• _What you will do_
For the patch description below, state whether each statement agrees with it: (a) the new event counts every context switch; (b) only the cgroups in the perf_event subsystem are checked; (c) the author claims eBPF is missing from all systems. Answer yes or no for each, quoting the deciding words.

• _Source text_
━━━━━━━━━━━━━━━━
[PATCH 1/2] perf core: Add PERF_COUNT_SW_CGROUP_SWITCHES event

From: Namhyung Kim
Date: Thu Jan 14 2021 - 03:51:12 EST


This patch adds a new software event to count context switches
involving cgroup switches. So it's counted only if cgroups of
previous and next tasks are different. Note that it only checks the
cgroups in the perf_event subsystem. For cgroup v2, it shouldn't
matter anyway.

One can argue that we can do this by using existing sched_switch event
with eBPF. But some systems might not have eBPF for some reason so
I'd like to add this as a simple way.
━━━━━━━━━━━━━━━━
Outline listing

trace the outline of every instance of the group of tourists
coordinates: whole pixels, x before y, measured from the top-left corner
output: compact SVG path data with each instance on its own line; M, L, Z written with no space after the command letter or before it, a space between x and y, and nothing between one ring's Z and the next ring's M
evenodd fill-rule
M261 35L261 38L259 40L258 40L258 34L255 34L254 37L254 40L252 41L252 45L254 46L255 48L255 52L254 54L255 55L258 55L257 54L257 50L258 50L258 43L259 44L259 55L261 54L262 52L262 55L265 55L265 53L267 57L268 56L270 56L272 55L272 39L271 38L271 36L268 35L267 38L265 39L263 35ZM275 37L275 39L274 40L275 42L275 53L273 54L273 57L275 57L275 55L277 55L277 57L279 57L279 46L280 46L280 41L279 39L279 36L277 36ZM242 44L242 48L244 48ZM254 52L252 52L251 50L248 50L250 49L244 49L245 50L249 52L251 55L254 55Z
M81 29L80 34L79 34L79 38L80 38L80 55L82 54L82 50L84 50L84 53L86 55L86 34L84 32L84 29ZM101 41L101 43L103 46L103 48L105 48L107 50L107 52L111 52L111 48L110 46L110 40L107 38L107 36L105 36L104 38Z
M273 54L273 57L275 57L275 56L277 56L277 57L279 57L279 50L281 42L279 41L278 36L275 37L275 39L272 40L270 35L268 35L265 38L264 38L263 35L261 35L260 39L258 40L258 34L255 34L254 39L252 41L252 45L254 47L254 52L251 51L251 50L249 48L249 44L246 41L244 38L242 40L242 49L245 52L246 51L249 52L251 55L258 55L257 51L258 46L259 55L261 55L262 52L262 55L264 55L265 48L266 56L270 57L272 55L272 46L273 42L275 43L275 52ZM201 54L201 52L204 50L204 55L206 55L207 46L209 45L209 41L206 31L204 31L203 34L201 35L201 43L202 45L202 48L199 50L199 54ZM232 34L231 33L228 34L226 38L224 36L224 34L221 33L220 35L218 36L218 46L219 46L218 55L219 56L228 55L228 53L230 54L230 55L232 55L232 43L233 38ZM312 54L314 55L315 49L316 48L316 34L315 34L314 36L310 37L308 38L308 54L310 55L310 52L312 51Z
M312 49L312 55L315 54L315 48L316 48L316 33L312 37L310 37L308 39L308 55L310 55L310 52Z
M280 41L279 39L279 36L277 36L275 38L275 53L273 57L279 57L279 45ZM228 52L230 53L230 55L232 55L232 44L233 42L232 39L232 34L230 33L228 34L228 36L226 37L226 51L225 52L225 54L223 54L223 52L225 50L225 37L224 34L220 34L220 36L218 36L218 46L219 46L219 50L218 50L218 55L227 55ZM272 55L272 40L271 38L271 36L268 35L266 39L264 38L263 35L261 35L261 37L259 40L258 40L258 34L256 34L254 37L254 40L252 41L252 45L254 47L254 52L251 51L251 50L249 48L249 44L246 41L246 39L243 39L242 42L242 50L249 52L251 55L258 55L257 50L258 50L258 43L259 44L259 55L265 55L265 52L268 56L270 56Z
━━━━━━━━━━━━━━━━
• _Exercise response_
(a) No: "it's counted only if cgroups of previous and next tasks are different."
(b) Yes: "Note that it only checks the cgroups in the perf_event subsystem."
(c) No: "some systems might not have eBPF for some reason"